++++ Given information ++++

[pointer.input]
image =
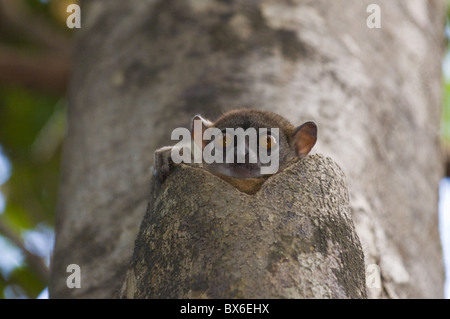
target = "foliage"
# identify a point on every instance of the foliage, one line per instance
(32, 127)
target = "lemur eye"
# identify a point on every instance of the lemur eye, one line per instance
(223, 140)
(267, 141)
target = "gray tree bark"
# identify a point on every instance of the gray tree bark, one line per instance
(142, 68)
(202, 238)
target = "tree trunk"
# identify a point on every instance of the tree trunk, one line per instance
(202, 238)
(143, 68)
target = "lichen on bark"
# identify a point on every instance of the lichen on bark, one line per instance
(202, 238)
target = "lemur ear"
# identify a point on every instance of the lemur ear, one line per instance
(304, 138)
(198, 127)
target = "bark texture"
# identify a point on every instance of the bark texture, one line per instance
(202, 238)
(143, 68)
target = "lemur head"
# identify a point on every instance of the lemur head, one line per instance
(274, 137)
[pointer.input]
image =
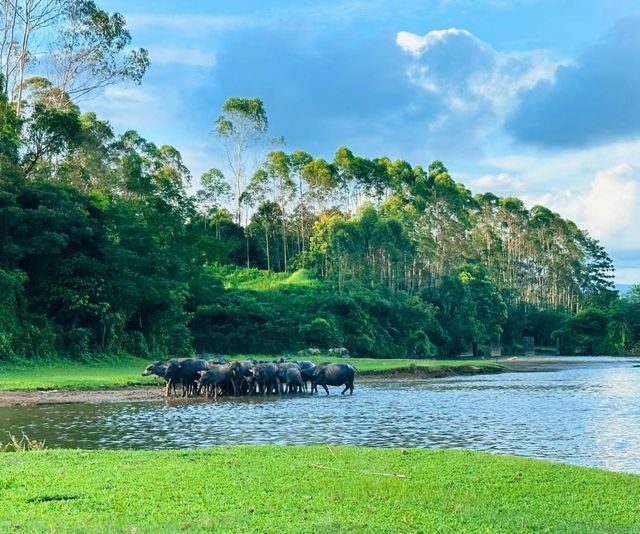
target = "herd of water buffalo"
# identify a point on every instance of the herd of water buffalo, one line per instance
(201, 377)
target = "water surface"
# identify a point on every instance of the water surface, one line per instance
(586, 412)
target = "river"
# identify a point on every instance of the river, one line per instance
(583, 412)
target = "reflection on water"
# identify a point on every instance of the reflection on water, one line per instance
(587, 414)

++++

▶ _Work instructions_
Write out the items above line for line, with no changes, and omit the pictures from your answer.

▶ _The reply_
[pointer.input]
image =
target = "foliage"
# identify a point on every instance of the foliage, one line per instance
(32, 127)
target = "lemur eye"
# identify a point on every instance of the lemur eye, one line per instance
(223, 140)
(267, 141)
target = "gray tree bark"
# identify a point on every instance of the gray tree bark, one line per instance
(142, 68)
(202, 238)
target = "tree trunk"
# identify a point on every instance of the tree trunk, one line per instance
(202, 238)
(143, 68)
target = "lichen on bark"
# identify a point on every instance of the lichen on bark, one line per instance
(202, 238)
target = "lemur ear"
# identify a point on every instance of the lemur ear, one line per instance
(304, 138)
(198, 127)
target = "bark texture"
# identify a point on every instance of the bark texture, one line per instance
(202, 238)
(143, 68)
target = "lemur head"
# identify a point on every instance of the lemur head, one line per instance
(274, 137)
[pointer.input]
image =
target = "herd of water buffalo"
# identify a point on every instance of the herd of water buffalo, one line per instance
(201, 377)
target = "water surface"
# identify a point on every instance of the water surface, one line per instance
(586, 412)
target = "river"
# identify a point on every instance of the river, one line per instance
(583, 412)
target = "reflection on water"
# identify a point on every instance of the reflection on water, one line per instance
(587, 414)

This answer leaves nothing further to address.